Give as output the line that contains "Where can you see the crispy", followed by every remaining line of the entries, unchanged and with nothing added.

——————

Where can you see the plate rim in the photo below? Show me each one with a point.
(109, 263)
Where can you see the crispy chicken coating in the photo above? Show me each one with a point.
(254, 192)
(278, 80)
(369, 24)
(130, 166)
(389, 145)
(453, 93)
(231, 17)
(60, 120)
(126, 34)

——————

■ Answer box ■
Where can you see the crispy chicken coating in the photo above? Show me each one with a point.
(254, 192)
(278, 80)
(369, 24)
(130, 166)
(389, 145)
(453, 93)
(231, 17)
(60, 120)
(126, 34)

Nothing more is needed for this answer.